_Excerpted passage_:
+ + + +

Aicardi Syndrome

In: GeneReviews® [Internet]. Seattle (WA): University of Washington, Seattle; 1993.
[updated ].


Clinical characteristics: Aicardi syndrome is a neurodevelopmental disorder that affects primarily females. Initially it was characterized by a typical triad of agenesis of the corpus callosum, central chorioretinal lacunae, and infantile spasms. As more affected individuals have been ascertained, it has become clear that not all affected girls have all three features of the classic triad and that other neurologic and systemic defects are common, including other brain malformations, optic nerve abnormalities, other seizure types, intellectual disability of varying severity, and scoliosis.

Diagnosis/testing: The diagnosis of Aicardi syndrome is based exclusively on clinical findings. Modified diagnostic criteria include either presence of the classic triad or the presence of two of the classic triad plus at least two other major or supporting features. A gene for Aicardi syndrome has not been identified, but several observations support a hypothesis that Aicardi syndrome is caused by de novo pathogenic variants in a gene on the X chromosome that is subject to X-chromosome inactivation.

Management: Treatment of manifestations: Treatment is individualized and long-term management by a pediatric neurologist with expertise in management of infantile spasms and medically refractory epilepsy is essential. Physical therapy, occupational therapy, and speech therapy should begin at the time of diagnosis. Appropriate musculoskeletal support and treatment for prevention of scoliosis-related complications is indicated.

+ + + +

_Extracted information_:
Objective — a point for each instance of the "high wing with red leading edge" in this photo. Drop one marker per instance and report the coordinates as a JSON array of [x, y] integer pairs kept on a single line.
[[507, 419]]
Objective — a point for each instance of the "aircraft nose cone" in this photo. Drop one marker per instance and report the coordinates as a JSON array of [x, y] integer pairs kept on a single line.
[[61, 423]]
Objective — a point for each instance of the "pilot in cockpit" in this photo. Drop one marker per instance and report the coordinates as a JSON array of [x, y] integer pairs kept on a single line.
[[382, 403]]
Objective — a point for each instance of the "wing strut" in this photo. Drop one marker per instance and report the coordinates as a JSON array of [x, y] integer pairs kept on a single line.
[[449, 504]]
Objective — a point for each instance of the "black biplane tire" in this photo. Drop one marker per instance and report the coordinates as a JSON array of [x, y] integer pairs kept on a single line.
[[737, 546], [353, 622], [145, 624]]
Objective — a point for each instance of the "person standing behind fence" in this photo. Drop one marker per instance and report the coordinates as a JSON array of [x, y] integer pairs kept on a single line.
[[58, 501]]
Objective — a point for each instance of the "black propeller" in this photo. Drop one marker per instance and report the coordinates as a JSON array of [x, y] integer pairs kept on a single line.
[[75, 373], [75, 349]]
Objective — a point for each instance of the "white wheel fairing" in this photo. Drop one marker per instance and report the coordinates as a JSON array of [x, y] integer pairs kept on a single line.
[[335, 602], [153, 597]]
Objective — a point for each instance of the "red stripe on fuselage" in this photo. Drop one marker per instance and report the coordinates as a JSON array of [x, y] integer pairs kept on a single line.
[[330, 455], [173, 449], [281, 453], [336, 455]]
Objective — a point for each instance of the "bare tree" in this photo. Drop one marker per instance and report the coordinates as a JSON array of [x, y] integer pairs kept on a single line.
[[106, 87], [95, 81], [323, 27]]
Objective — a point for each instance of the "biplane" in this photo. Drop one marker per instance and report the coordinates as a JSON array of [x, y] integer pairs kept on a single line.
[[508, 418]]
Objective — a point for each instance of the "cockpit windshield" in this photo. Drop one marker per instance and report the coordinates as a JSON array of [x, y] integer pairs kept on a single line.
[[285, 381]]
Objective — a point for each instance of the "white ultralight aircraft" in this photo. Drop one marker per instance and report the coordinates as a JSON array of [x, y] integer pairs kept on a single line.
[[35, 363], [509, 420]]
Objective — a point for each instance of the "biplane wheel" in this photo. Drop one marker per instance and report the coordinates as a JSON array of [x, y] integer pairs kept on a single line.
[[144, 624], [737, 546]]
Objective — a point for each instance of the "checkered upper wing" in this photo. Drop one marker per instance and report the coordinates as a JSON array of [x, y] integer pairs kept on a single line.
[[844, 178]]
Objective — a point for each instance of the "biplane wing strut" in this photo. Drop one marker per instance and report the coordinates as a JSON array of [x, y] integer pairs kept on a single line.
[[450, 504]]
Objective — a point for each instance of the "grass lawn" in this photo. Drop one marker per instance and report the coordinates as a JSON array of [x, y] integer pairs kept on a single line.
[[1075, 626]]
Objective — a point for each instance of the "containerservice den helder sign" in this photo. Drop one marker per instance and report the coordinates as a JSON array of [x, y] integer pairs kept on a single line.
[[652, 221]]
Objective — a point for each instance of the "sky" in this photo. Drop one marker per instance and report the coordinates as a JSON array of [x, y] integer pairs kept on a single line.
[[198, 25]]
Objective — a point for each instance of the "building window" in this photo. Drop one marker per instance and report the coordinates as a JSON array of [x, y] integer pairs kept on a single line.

+ + + +

_Tasks and exercises_:
• a. Answer these questions about the Aicardi syndrome summary:
(i) Which three features formed the typical triad that first characterized the disorder?
(ii) Under the modified diagnostic criteria, what combination can stand in for the full classic triad?
(iii) Which therapies should begin at the time of diagnosis?
• b. According to the Aicardi syndrome summary, why is the condition no longer described only by its classic triad? Answer in one to three sentences.
• c. Give a continuation of the Aicardi syndrome summary, starting right after its final sentence.

_List of answers_:
• a.
(i) Agenesis of the corpus callosum, central chorioretinal lacunae, and infantile spasms.
(ii) Two of the classic triad plus at least two other major or supporting features.
(iii) Physical therapy, occupational therapy, and speech therapy.

• b. As more affected individuals were ascertained, it became clear that not all affected girls have all three features of the triad. Other neurologic and systemic defects also proved common, including other brain malformations, optic nerve abnormalities, other seizure types, intellectual disability, and scoliosis.

• c.
Surveillance: Includes routine monitoring of growth, nutritional status and safety of oral intake, seizure control, developmental progress and educational needs, respiratory function and aspiration risk, and the spine and degree of scoliosis.

Genetic counseling: With the exception of affected monozygotic twin girls, all individuals with Aicardi syndrome reported to date have represented simplex cases (i.e., a single affected family member). Parent-to-child transmission of Aicardi syndrome has not been reported, and the recurrence risk to sibs is thought to be less than 1%. While prenatal ultrasound or intrauterine MRI findings of corpus callosum agenesis and neuronal migration abnormalities may be suggestive of Aicardi syndrome, no findings are diagnostic.